### Given task
Reproduce the lines below with every "Target" switched to "Label", leaving everything else unchanged.

### Data excerpts
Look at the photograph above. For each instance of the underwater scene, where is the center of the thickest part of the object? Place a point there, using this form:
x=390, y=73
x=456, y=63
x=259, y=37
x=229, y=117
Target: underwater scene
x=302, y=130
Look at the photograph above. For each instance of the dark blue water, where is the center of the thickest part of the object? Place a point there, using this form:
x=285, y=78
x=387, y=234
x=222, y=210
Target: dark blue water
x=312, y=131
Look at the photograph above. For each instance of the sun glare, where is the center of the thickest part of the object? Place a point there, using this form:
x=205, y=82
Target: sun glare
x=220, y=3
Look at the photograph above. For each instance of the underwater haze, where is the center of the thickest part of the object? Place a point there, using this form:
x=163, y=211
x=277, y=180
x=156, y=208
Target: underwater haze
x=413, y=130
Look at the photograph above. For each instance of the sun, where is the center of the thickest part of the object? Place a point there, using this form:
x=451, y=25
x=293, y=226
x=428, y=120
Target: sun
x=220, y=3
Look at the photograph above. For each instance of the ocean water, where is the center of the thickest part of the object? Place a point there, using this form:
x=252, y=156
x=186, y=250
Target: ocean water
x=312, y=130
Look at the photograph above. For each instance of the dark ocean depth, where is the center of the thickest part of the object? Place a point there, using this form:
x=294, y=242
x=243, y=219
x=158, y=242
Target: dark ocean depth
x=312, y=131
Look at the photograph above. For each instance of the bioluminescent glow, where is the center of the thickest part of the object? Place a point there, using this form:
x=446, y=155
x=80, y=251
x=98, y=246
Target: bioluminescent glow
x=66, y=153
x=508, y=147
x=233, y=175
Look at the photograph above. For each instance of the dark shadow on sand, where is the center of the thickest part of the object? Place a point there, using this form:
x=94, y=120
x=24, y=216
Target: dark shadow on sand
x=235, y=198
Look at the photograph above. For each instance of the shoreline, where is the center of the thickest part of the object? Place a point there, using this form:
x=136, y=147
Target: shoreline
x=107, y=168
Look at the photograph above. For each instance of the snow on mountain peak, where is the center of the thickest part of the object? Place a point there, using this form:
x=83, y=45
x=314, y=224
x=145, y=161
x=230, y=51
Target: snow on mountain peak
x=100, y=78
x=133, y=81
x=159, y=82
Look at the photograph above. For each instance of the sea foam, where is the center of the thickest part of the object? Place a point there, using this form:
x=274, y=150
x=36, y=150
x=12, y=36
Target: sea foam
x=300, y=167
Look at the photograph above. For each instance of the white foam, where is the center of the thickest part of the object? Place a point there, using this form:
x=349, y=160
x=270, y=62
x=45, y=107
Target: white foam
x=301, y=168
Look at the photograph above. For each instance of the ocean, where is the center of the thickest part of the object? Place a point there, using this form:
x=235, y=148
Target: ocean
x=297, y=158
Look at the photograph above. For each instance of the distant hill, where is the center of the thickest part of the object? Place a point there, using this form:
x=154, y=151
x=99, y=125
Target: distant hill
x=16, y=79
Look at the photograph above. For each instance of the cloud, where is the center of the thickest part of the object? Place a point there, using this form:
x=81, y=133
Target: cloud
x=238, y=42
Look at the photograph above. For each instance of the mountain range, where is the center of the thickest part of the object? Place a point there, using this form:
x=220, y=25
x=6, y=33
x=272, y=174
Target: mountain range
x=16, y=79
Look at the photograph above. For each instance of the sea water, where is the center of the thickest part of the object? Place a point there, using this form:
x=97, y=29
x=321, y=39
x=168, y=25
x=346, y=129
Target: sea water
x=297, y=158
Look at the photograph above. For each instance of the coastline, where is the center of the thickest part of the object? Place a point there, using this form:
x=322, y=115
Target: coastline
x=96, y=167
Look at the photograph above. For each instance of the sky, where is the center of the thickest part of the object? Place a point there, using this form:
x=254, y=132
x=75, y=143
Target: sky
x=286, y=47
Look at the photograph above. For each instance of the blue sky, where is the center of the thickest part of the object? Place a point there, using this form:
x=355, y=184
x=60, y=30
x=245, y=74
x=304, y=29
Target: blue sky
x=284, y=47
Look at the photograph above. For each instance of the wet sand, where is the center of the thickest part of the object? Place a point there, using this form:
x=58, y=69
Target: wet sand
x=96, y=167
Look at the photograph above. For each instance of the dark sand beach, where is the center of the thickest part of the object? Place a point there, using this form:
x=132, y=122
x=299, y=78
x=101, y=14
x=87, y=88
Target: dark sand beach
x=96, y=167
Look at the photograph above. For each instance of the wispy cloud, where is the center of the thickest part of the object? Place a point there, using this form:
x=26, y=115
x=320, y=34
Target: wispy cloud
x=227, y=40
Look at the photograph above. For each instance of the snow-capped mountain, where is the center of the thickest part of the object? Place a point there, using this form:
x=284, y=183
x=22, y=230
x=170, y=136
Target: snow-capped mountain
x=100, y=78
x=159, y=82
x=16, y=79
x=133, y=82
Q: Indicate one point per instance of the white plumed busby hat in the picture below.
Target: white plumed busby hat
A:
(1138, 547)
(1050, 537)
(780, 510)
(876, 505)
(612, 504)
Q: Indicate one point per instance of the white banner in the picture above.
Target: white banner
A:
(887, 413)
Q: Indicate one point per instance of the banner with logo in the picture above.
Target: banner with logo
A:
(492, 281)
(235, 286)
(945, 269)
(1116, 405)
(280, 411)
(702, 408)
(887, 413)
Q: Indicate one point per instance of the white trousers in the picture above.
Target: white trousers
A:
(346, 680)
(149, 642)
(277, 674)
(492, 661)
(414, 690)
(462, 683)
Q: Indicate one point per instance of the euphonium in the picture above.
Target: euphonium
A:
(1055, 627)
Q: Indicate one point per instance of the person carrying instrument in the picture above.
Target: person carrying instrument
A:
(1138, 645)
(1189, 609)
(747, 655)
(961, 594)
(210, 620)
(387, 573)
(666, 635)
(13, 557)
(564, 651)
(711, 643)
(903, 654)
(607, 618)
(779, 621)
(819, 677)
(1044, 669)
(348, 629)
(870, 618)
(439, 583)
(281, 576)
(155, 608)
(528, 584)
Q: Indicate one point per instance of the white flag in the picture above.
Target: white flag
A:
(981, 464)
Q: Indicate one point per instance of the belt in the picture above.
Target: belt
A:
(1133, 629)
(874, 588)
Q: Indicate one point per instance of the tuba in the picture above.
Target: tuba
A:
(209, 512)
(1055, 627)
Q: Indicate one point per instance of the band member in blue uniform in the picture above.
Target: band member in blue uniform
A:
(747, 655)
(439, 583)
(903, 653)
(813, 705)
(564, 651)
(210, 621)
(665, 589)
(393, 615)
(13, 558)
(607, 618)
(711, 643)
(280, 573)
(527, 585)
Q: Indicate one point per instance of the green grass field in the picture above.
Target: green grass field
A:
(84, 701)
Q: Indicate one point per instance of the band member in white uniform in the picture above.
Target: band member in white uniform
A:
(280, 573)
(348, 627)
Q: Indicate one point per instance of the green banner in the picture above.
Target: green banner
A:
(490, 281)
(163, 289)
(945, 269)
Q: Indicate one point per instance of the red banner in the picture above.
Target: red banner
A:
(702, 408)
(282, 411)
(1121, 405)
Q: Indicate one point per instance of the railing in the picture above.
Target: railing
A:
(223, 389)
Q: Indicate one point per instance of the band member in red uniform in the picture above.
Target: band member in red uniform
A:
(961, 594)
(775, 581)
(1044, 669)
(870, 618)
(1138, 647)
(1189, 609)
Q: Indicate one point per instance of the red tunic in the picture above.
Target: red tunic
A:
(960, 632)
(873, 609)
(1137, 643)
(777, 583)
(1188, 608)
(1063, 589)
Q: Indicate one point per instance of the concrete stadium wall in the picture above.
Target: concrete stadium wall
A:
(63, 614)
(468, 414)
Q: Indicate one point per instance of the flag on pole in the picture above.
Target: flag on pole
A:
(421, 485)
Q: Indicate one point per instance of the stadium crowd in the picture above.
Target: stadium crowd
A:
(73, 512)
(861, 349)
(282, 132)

### Response to this task
Look at the photograph above. For each instance of the underwater scene, where is the center of the thickest part of the object? Place a point there, using this form:
x=390, y=73
x=456, y=63
x=259, y=37
x=229, y=117
Label: underwater scene
x=302, y=130
Look at the photograph above. For each instance of the dark blue water, where is the center of the thickest part of the object? Place a point there, using this form:
x=285, y=78
x=387, y=234
x=222, y=210
Label: dark blue water
x=312, y=131
Look at the photograph above. For each instance of the sun glare, where is the center of the thickest part of the object? Place a point there, using this form:
x=205, y=82
Label: sun glare
x=220, y=3
Look at the photograph above. For each instance of the underwater haze, where is the center of the thickest part of the object? Place a point there, using this form:
x=163, y=211
x=277, y=180
x=156, y=208
Label: underwater haze
x=413, y=130
Look at the photograph above. For each instance of the sun, where is the center of the thickest part of the object? Place a point there, using this form:
x=451, y=25
x=293, y=226
x=428, y=120
Label: sun
x=220, y=3
Look at the photograph above. For each instance of the ocean water, where is the center of the thickest part of the object? Place a point there, using this form:
x=252, y=156
x=186, y=250
Label: ocean water
x=312, y=130
Look at the photograph above. For each instance of the dark ocean depth, where is the center of the thickest part of the object? Place a point there, using this form:
x=294, y=242
x=243, y=219
x=158, y=242
Label: dark ocean depth
x=312, y=131
Look at the photograph above. For each instance of the bioluminescent glow, where is the center of the thickest part of the object? Place a point there, using this form:
x=446, y=155
x=80, y=251
x=98, y=246
Label: bioluminescent glow
x=66, y=153
x=508, y=147
x=233, y=175
Look at the photograph above. For each instance of the dark shadow on sand, where is the center of the thickest part of the object? Place a point there, using this form:
x=94, y=120
x=24, y=216
Label: dark shadow on sand
x=235, y=198
Look at the photograph above. For each instance of the shoreline, where is the center of the thickest part of the object? Place a point there, using this form:
x=136, y=147
Label: shoreline
x=107, y=168
Look at the photograph above. For each instance of the snow on mountain peak, where is the center of the thickest part of the object? Place a point there, using this form:
x=83, y=45
x=314, y=224
x=145, y=161
x=230, y=51
Label: snow on mountain peak
x=100, y=78
x=133, y=81
x=159, y=82
Look at the photograph above. For each instance of the sea foam, where is the center of the thickest part of the object? Place a point there, using this form:
x=274, y=150
x=36, y=150
x=12, y=36
Label: sea foam
x=300, y=167
Look at the photograph above. For each instance of the white foam, where is the center of the thickest part of the object? Place a point there, using this form:
x=349, y=160
x=270, y=62
x=45, y=107
Label: white foam
x=301, y=168
Look at the photograph above. For each instance of the ocean, where is the center of the thickest part of the object? Place a point there, using this form:
x=235, y=148
Label: ocean
x=297, y=158
Look at the photograph above. For each instance of the distant hill, where is the center of the thickest part of the object? Place a point there, using this form:
x=154, y=151
x=99, y=125
Label: distant hill
x=16, y=79
Look at the photograph above. For each instance of the cloud, where is the center of the thickest part of the object? Place a point there, using this form:
x=81, y=133
Label: cloud
x=238, y=42
Look at the photograph above. For each instance of the mountain range, where is the center of the thickest part of the object? Place a point there, using this form:
x=220, y=25
x=6, y=33
x=272, y=174
Label: mountain range
x=16, y=79
Look at the photograph above. For each instance of the sea water, where is the center of the thickest part of the object? Place a point there, using this form:
x=97, y=29
x=321, y=39
x=168, y=25
x=346, y=129
Label: sea water
x=297, y=158
Look at the photograph above. For each instance of the coastline, where is the center of the thickest part of the object? Place a point there, using this form:
x=322, y=115
Label: coastline
x=96, y=167
Look at the photograph above. For each instance of the sky, where is the center of the thickest part of the object? Place a point there, using this form:
x=254, y=132
x=75, y=143
Label: sky
x=286, y=47
Look at the photograph above. For each instance of the blue sky, where is the center of the thickest part of the object? Place a point there, using this form:
x=355, y=184
x=60, y=30
x=245, y=74
x=304, y=29
Label: blue sky
x=284, y=47
Look at the photograph above. For each instance of the wet sand, where is the center of the thickest part of the object? Place a point there, using this form:
x=58, y=69
Label: wet sand
x=96, y=167
Look at the photograph above. For each instance of the dark sand beach, where is the center of the thickest part of the object? Place a point there, using this form:
x=132, y=122
x=299, y=78
x=101, y=14
x=87, y=88
Label: dark sand beach
x=96, y=167
Look at the photograph above. For each instance of the wispy cloud, where is the center of the thickest part of the object? Place a point there, using this form:
x=26, y=115
x=320, y=34
Label: wispy cloud
x=227, y=40
Look at the photograph above. For each instance of the snow-capped mountain, where is the center of the thickest part of the object? Place a point there, using this form:
x=284, y=183
x=22, y=230
x=170, y=136
Label: snow-capped mountain
x=100, y=78
x=159, y=82
x=16, y=79
x=133, y=82
Q: Indicate one point per instance of the white plumed busby hat in the picture below.
Label: white plumed busby hat
A:
(1138, 547)
(1050, 537)
(780, 510)
(876, 505)
(612, 504)
Q: Indicate one point per instance of the white banner in the picture above.
Label: white banner
A:
(887, 413)
Q: Indicate one point per instance of the banner with logo in the picture above.
Label: banner with logo
A:
(492, 281)
(235, 286)
(945, 269)
(1116, 405)
(280, 411)
(702, 408)
(887, 413)
Q: Indicate one point per instance of the white trousers in the picture above.
Label: white trousers
A:
(346, 680)
(149, 642)
(277, 674)
(492, 661)
(414, 690)
(462, 683)
Q: Indicate one point per instance of the euphonium in the picture above.
Label: euphonium
A:
(1055, 627)
Q: Indicate one point per instance of the person carrying instrument in the picture above.
Label: person carrying instrument
A:
(1138, 645)
(1189, 609)
(747, 655)
(961, 594)
(210, 620)
(387, 573)
(666, 635)
(13, 557)
(564, 651)
(711, 643)
(903, 654)
(607, 618)
(779, 621)
(819, 677)
(1044, 669)
(348, 629)
(870, 618)
(439, 583)
(281, 576)
(155, 608)
(528, 584)
Q: Indicate one point per instance of the white flag in the picture above.
Label: white flag
A:
(981, 464)
Q: Indicate one point per instance of the belt in the picture above.
Label: belt
A:
(1133, 629)
(874, 588)
Q: Indicate one point per instance of the tuba in the picture above.
Label: tuba
A:
(209, 512)
(1055, 627)
Q: Indicate one point per instance of the band member in blue uniform in the picture above.
Label: band member in blue uniform
A:
(747, 655)
(439, 583)
(903, 653)
(813, 705)
(564, 651)
(210, 621)
(665, 589)
(393, 615)
(13, 558)
(607, 618)
(711, 643)
(280, 573)
(527, 585)
Q: Indicate one point per instance of the green grass field in the picture above.
Label: green grass field
A:
(84, 701)
Q: Indicate one point per instance of the band member in white uniform in the picture above.
Label: band member in white uniform
A:
(280, 573)
(348, 627)
Q: Indicate one point per instance of the green banner in the picture above.
Label: green banner
A:
(490, 281)
(163, 289)
(945, 269)
Q: Indicate one point per instance of the red banner in the picture above.
Label: red banner
A:
(702, 408)
(282, 411)
(1121, 405)
Q: Indicate one point per instance of the railing in the picture above.
Label: railing
A:
(223, 389)
Q: Indicate one point per instance of the band member in red uniform in the picture above.
Label: band member in red uniform
A:
(961, 594)
(775, 581)
(1044, 669)
(870, 618)
(1138, 647)
(1189, 609)
Q: Indicate one point per instance of the red tunic in the picture above.
Label: red tunic
A:
(960, 632)
(873, 609)
(1137, 643)
(777, 583)
(1188, 608)
(1063, 589)
Q: Indicate one point per instance of the concrete stadium wall in the picture above.
Label: concrete stadium wall
A:
(63, 614)
(468, 414)
Q: Indicate one point per instance of the flag on pole in the picture above.
Label: flag on pole
A:
(421, 485)
Q: Indicate one point per instance of the stadium crowd in the picture above.
Label: stadium crowd
A:
(73, 512)
(861, 349)
(282, 132)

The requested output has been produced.